** YOUR INSTRUCTIONS **
Return every line of the data below that contains the string "stem", matching case exactly.

[Location identification items]
__________

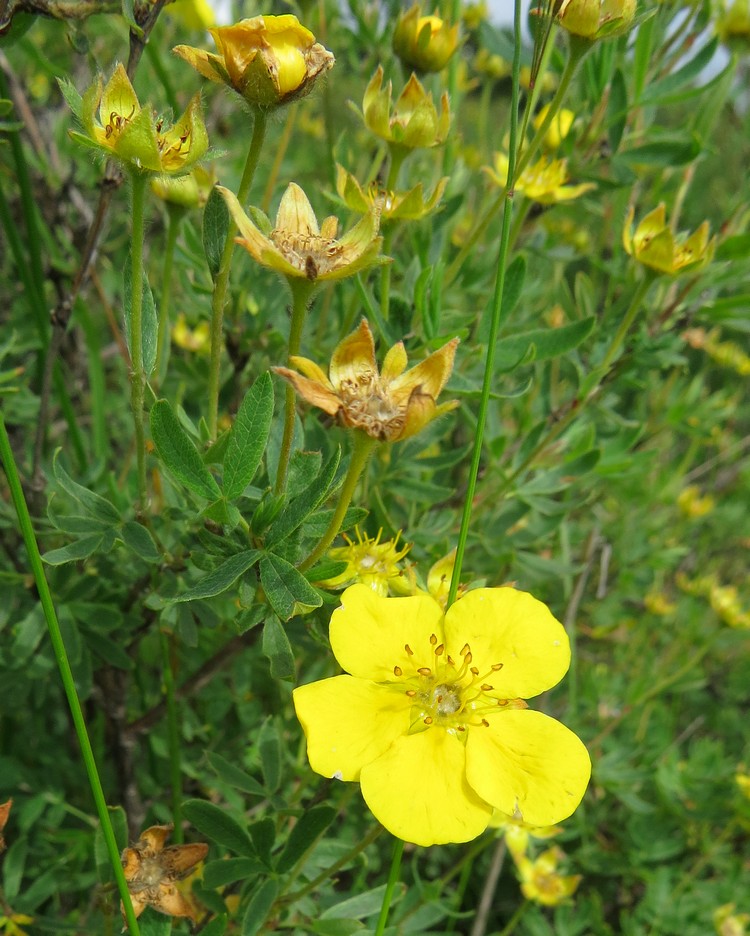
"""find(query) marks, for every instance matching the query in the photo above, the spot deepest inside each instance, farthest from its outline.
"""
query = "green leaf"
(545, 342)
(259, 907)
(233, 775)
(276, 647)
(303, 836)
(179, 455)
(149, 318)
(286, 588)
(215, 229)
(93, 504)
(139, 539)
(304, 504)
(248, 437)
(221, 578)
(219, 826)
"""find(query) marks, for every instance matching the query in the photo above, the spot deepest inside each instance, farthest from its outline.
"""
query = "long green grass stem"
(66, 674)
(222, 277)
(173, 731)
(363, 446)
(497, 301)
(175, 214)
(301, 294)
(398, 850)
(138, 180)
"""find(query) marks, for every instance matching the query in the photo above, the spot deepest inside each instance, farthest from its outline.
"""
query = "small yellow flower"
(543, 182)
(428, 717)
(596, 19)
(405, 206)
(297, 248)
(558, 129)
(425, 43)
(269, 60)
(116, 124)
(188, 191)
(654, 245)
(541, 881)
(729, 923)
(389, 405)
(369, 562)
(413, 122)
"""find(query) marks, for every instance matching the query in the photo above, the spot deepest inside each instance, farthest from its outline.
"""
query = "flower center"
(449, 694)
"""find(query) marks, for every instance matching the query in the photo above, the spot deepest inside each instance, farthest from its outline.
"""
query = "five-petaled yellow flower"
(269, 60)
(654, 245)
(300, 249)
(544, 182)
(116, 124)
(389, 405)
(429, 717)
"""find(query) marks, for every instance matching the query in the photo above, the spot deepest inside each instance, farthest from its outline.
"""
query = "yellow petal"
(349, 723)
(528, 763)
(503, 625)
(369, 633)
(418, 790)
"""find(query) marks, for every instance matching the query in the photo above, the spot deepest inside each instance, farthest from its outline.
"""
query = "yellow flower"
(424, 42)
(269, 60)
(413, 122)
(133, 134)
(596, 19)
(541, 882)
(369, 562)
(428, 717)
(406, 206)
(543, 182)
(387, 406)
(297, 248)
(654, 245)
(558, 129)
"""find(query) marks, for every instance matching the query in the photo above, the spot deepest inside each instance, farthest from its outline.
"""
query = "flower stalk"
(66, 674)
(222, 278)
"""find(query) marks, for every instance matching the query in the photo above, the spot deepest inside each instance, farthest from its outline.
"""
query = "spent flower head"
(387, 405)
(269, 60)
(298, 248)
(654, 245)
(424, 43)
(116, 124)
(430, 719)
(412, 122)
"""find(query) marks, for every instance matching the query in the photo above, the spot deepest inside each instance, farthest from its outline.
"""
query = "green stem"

__________

** EXERCISE OUTPUT **
query = "long green grass stem"
query = "green stem"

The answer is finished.